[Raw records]
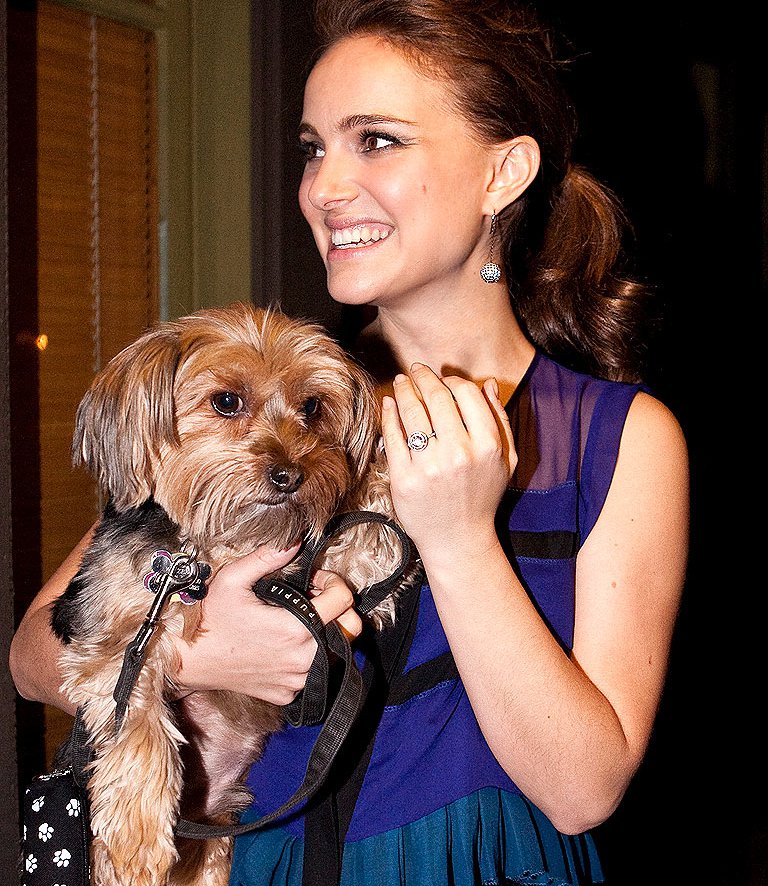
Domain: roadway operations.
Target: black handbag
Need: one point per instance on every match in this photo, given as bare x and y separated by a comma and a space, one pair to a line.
56, 835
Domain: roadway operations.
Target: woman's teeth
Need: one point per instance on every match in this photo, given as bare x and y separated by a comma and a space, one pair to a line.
357, 236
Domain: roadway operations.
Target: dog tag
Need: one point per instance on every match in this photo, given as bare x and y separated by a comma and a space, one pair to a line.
180, 575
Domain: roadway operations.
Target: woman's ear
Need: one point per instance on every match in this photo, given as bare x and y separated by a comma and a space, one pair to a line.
515, 165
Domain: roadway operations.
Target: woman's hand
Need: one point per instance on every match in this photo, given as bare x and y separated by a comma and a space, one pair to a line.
247, 646
446, 495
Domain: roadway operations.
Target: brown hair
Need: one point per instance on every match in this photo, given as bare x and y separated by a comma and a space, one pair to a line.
563, 238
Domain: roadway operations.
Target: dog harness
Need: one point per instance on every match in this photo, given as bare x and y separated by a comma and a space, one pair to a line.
416, 795
182, 576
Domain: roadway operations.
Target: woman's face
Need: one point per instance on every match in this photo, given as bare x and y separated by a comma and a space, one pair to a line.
394, 183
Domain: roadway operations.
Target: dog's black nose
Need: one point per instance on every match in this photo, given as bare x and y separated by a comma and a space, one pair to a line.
285, 478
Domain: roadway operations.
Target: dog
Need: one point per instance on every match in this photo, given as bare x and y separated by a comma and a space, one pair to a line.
227, 429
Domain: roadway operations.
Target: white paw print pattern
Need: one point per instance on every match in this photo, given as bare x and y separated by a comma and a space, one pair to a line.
73, 807
61, 858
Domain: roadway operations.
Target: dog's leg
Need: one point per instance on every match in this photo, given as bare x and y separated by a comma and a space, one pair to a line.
136, 776
225, 733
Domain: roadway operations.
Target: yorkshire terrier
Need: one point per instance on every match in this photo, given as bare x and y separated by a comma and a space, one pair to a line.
227, 429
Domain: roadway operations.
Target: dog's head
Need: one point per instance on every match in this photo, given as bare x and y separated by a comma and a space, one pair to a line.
242, 423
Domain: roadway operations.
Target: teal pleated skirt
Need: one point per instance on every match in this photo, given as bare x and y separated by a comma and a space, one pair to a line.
491, 838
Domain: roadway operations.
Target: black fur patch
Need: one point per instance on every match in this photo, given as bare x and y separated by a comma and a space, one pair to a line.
144, 527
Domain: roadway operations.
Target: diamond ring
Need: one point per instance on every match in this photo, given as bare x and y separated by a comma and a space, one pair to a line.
418, 440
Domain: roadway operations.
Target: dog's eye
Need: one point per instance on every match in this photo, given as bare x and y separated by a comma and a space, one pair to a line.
311, 407
227, 403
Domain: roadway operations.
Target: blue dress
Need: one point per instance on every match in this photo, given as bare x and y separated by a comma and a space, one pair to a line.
421, 800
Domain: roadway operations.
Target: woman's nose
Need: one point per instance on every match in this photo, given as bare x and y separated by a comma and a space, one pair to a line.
332, 182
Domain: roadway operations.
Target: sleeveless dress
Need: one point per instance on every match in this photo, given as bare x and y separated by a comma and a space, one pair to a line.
421, 800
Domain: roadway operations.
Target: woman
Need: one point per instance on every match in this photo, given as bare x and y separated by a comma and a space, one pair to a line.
512, 704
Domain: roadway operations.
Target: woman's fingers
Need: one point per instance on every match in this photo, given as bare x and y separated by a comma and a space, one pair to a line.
240, 575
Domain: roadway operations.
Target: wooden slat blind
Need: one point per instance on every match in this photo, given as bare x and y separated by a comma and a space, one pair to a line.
97, 220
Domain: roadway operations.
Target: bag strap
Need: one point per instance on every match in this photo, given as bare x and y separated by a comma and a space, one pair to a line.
308, 708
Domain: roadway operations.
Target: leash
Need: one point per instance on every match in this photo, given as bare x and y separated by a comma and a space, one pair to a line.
183, 575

Challenge: Are you able to set down all the lines above exactly, without any pictures?

Task solution:
Domain: roadway operations.
Target: black handbag
Need: one point per instance on every match in this photo, given as bare x and y separated by a comma and a space, one pair to a line.
56, 835
Domain: roadway operations.
Target: woman's teeth
Need: one point per instance on every match in this photo, given as bare x and y separated by a comma and a space, one pair to a line.
357, 236
Domain: roadway operations.
Target: dog tag
Need: one point per instance on every match in this photo, given as bare x and y separated by a comma and a space, one pair to a line.
180, 575
Domain: roadway operations.
Target: woman's ear
Need: one point per instance on every match in this photo, given as bare x and y separated by a comma and a space, one pair to a line.
515, 165
Domain: roadway operations.
Target: woman's hand
Need: one point per instance on every match in this photo, given as bare x and y separated by a comma and a space, one pair to a line.
247, 646
446, 495
Domain: roadway operations.
Target: brown hair
Need: one point per instance on every match in this photo, given as bare x and y separated by a comma and a space, one pair to a line.
563, 238
Domain: roadway operations.
Target: dog harness
Need: one point per instance on every match in this photo, given as bare x and y separated by a comma and a space, one pair to a line.
416, 795
182, 576
Domain: roadway operations.
Target: woman's face
Need: one point per instance on every match in this photo, given as bare x and y separated by a comma and a space, one pair to a line.
394, 183
Domain: roadway operations.
Target: dog's black nose
Need: one point per instance on every match in this photo, given as bare x and y separated by a comma and a space, one pair to a line.
285, 478
Domain: roadway operations.
Target: dog
Need: one point per instance on every match in this photo, given as bare x and y separated by a comma and a space, one pair to a line.
227, 429
Domain: roadway operations.
Target: white paw print pattern
Need: one point per instance on every match in this photo, given as bare x and y separated by a comma and a space, one pair to a line.
73, 807
61, 858
Domain: roadway operations.
Target: dog's leg
Need: one point per instance on every match in this photo, given as bare x and y separated by a comma and a space, one pair to a line.
136, 776
225, 733
Domain: roadway operations.
Target: yorkshire terrier
Need: one point per instance on every match in this photo, given as bare x and y separated by a comma and a space, one pair to a line.
227, 429
Domain: roadway operations.
Target: dog's head
Need: one point per instance on every match in this photo, given as bare x and y separated by a comma and a space, one pair to a line.
242, 423
Domain: roadway operations.
Target: teal pleated skirt
Need: one point per instance on every match in this photo, given as bare x and y separated by a comma and a space, one pair to a line.
491, 838
Domain: roadway operations.
Target: black fur patch
Need: one point per instance on every match in this photo, given as bare x and y separated by a comma and a space, one pair to a line.
144, 527
Domain: roadway operations.
Target: diamond ring
Need: one point per instance on every match in this photo, given as bare x and y separated by a comma and a space, one pair to a line.
418, 440
Domain: roadway operations.
Target: dog's eye
Need: one point per instance on every match in this photo, given as bare x and y separated by a comma and a space, one pair to a line.
311, 407
227, 403
Domain: roadway operations.
Target: blue dress
Need: one point per instance on every match in this photo, given as bare x and y separated by a comma and a space, one pair to a line.
421, 800
Domain: roadway operations.
Target: woman's nose
Need: one point per instance on every match in this photo, given as bare x and y separated by a comma and a space, one pair to a line.
332, 182
Domain: roadway operations.
Target: sleeveless dress
Need: one point per instance on every match in this photo, given as bare x and y separated by a comma and a space, one pair to a line.
421, 800
Domain: roadway operations.
Target: woman
Need: one point per instance on every match in this photo, given as bare x and y separated by a comma and a space, one pair to a line.
512, 704
Domain: roadway operations.
Target: woman's fingers
Need: one point per instance on every match in this photo, given as bare x and y separated by a comma and a space, one pair to a line.
240, 575
Domain: roadway operations.
Target: wooden slat blind
Need: one point per instance on every match in this photo, given as bare x and y separated by a comma and a space, one pair to a line.
97, 220
Domain: roadway operations.
Target: bag strap
Need: one point per instance on every match in this photo, given as bare x and y separated by a comma and a space, one pair to a line.
308, 708
Domain: roadway operations.
Target: leash
Need: one point per instance on every match in this photo, given as bare x and y separated by a comma and a space, one pair to a line.
183, 575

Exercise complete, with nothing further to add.